*Exercise description*. Restate all of the entries exactly. Any picture in them should be skipped.

*Supplied entries*.
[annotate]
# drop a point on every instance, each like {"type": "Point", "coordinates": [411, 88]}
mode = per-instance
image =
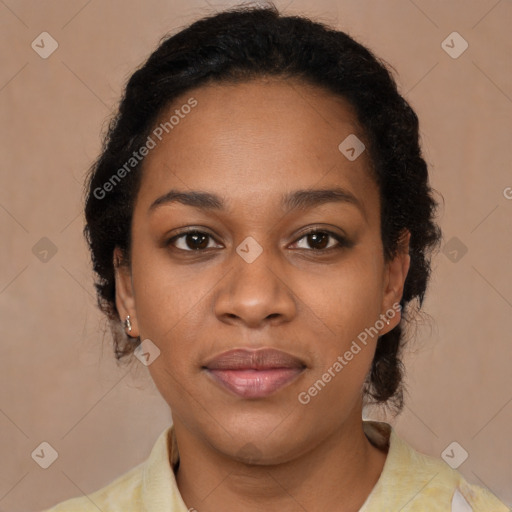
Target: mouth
{"type": "Point", "coordinates": [254, 373]}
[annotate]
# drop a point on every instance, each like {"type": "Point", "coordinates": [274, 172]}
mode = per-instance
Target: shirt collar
{"type": "Point", "coordinates": [160, 491]}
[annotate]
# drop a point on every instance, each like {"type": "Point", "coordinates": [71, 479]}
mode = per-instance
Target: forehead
{"type": "Point", "coordinates": [252, 141]}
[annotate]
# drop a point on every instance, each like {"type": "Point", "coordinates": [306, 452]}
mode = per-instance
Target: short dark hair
{"type": "Point", "coordinates": [246, 43]}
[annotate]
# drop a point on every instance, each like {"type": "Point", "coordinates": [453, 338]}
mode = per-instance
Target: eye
{"type": "Point", "coordinates": [192, 240]}
{"type": "Point", "coordinates": [319, 240]}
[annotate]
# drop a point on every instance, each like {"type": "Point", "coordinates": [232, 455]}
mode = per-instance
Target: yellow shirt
{"type": "Point", "coordinates": [409, 482]}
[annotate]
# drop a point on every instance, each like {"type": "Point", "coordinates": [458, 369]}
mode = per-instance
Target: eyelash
{"type": "Point", "coordinates": [342, 242]}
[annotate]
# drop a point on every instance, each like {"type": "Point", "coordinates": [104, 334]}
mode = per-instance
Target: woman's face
{"type": "Point", "coordinates": [251, 277]}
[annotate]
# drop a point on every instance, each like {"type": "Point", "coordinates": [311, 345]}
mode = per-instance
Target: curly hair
{"type": "Point", "coordinates": [245, 43]}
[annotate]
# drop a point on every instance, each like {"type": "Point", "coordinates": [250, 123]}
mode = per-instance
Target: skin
{"type": "Point", "coordinates": [250, 143]}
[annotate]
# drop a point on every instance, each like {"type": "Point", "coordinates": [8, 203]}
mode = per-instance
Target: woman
{"type": "Point", "coordinates": [261, 222]}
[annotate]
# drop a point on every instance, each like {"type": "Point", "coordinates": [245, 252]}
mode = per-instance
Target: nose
{"type": "Point", "coordinates": [255, 293]}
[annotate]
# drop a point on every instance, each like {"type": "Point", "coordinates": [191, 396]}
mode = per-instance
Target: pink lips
{"type": "Point", "coordinates": [254, 373]}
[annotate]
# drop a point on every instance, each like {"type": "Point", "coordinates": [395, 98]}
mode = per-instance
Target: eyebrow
{"type": "Point", "coordinates": [300, 199]}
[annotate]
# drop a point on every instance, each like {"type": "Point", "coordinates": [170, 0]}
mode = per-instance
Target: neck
{"type": "Point", "coordinates": [337, 474]}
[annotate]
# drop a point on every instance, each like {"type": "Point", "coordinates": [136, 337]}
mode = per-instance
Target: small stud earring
{"type": "Point", "coordinates": [128, 324]}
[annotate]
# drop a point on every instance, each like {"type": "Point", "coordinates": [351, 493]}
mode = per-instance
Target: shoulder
{"type": "Point", "coordinates": [414, 482]}
{"type": "Point", "coordinates": [122, 494]}
{"type": "Point", "coordinates": [146, 486]}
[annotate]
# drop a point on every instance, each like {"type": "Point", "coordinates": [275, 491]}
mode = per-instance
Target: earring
{"type": "Point", "coordinates": [128, 324]}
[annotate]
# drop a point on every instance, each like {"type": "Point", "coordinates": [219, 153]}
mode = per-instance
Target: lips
{"type": "Point", "coordinates": [254, 373]}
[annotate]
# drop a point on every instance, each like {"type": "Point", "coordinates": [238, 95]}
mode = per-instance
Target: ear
{"type": "Point", "coordinates": [125, 300]}
{"type": "Point", "coordinates": [394, 280]}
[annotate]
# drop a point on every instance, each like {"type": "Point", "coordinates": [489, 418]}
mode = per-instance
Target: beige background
{"type": "Point", "coordinates": [60, 383]}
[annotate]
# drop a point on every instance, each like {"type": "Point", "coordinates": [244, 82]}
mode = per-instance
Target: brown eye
{"type": "Point", "coordinates": [191, 241]}
{"type": "Point", "coordinates": [319, 241]}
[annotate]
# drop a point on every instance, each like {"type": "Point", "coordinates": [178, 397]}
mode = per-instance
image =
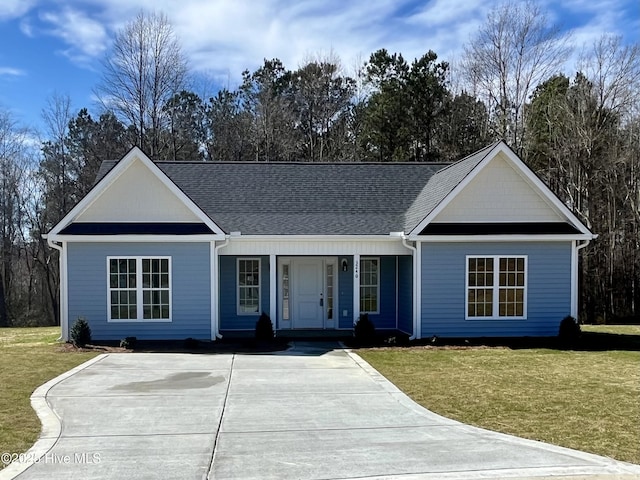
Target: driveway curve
{"type": "Point", "coordinates": [312, 412]}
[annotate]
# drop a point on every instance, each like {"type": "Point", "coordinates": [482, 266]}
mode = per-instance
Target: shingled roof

*Written answer*.
[annotate]
# drop a point on every instance, each like {"type": "Point", "coordinates": [411, 88]}
mode = per-instance
image =
Target: mouth
{"type": "Point", "coordinates": [254, 373]}
[annotate]
# drop a point on every instance, each like {"type": "Point", "coordinates": [274, 172]}
mode = per-instance
Target: shirt collar
{"type": "Point", "coordinates": [160, 491]}
[annotate]
# drop a point on every instance, each like {"type": "Point", "coordinates": [71, 479]}
mode = per-instance
Target: forehead
{"type": "Point", "coordinates": [252, 141]}
[annotate]
# drop a point on every instance, each like {"type": "Point", "coordinates": [306, 452]}
mode = per-instance
Target: short dark hair
{"type": "Point", "coordinates": [246, 43]}
[annotate]
# drop a point on every instance, each like {"type": "Point", "coordinates": [453, 338]}
mode = per-instance
Target: eye
{"type": "Point", "coordinates": [192, 240]}
{"type": "Point", "coordinates": [319, 240]}
[annotate]
# drop a point on every instance, each like {"type": "Point", "coordinates": [232, 455]}
mode = per-instance
Target: yellow shirt
{"type": "Point", "coordinates": [409, 482]}
[annotate]
# drop a point on every instance, each like {"type": "Point", "coordinates": [458, 369]}
mode = per-instance
Target: eyelash
{"type": "Point", "coordinates": [342, 242]}
[annotate]
# drop a point on every instance, each like {"type": "Point", "coordinates": [104, 334]}
mode = per-instance
Target: woman's face
{"type": "Point", "coordinates": [251, 277]}
[annotate]
# drop a point on every instance, each like {"type": "Point", "coordinates": [311, 345]}
mode = per-instance
Target: curly hair
{"type": "Point", "coordinates": [245, 43]}
[annotate]
# drop a point on every instance, each like {"type": "Point", "coordinates": [250, 123]}
mode = per-instance
Target: skin
{"type": "Point", "coordinates": [250, 143]}
[annotate]
# drop a point on every instance, each like {"type": "Point", "coordinates": [8, 203]}
mode = per-instance
Target: woman
{"type": "Point", "coordinates": [261, 222]}
[annotate]
# drop a point on every instance, each like {"type": "Point", "coordinates": [245, 252]}
mode = per-instance
Target: nose
{"type": "Point", "coordinates": [255, 293]}
[annotate]
# drop a point on every instance, each like {"type": "Point", "coordinates": [191, 396]}
mode = per-instance
Target: pink lips
{"type": "Point", "coordinates": [254, 373]}
[annotate]
# drop a point on every instance, each like {"type": "Point", "coordinates": [395, 98]}
mode = per-instance
Target: eyebrow
{"type": "Point", "coordinates": [300, 199]}
[annotate]
# drop a point on every instance, each like {"type": "Point", "coordinates": [170, 0]}
mode = per-instance
Target: neck
{"type": "Point", "coordinates": [337, 474]}
[annotate]
# drop a point on every instance, each like {"type": "Point", "coordinates": [136, 337]}
mode = per-instance
Target: small stud earring
{"type": "Point", "coordinates": [128, 324]}
[annotate]
# drop a point on every instance, each like {"type": "Point", "coordinates": [351, 493]}
mode = per-instance
Target: shoulder
{"type": "Point", "coordinates": [414, 482]}
{"type": "Point", "coordinates": [122, 494]}
{"type": "Point", "coordinates": [146, 486]}
[annotate]
# drop a point on every instance, each like {"type": "Point", "coordinates": [275, 491]}
mode = per-instance
Target: earring
{"type": "Point", "coordinates": [128, 324]}
[annotate]
# drop a point on every instance, each like {"type": "Point", "coordinates": [219, 153]}
mode = per-instance
Target: lips
{"type": "Point", "coordinates": [254, 373]}
[annotate]
# drop a point on every instance, each like {"type": "Point", "coordinates": [238, 95]}
mode = per-instance
Target: ear
{"type": "Point", "coordinates": [125, 300]}
{"type": "Point", "coordinates": [394, 280]}
[annotate]
# drop a point on every instance, each like {"type": "Point", "coordinates": [489, 418]}
mode = per-instance
Target: beige background
{"type": "Point", "coordinates": [60, 383]}
[annotate]
# drop a point on every instance, each like {"type": "Point", "coordinates": [244, 82]}
mode = per-instance
Target: brown eye
{"type": "Point", "coordinates": [191, 241]}
{"type": "Point", "coordinates": [319, 241]}
[annotate]
# drop a point on every instance, each like {"type": "Point", "coordinates": [178, 397]}
mode = per-instance
image =
Target: driveway curve
{"type": "Point", "coordinates": [312, 412]}
[annotate]
# drop a point on every instance, each like {"type": "Point", "coordinates": [482, 266]}
mode = per-instance
Target: shingled roof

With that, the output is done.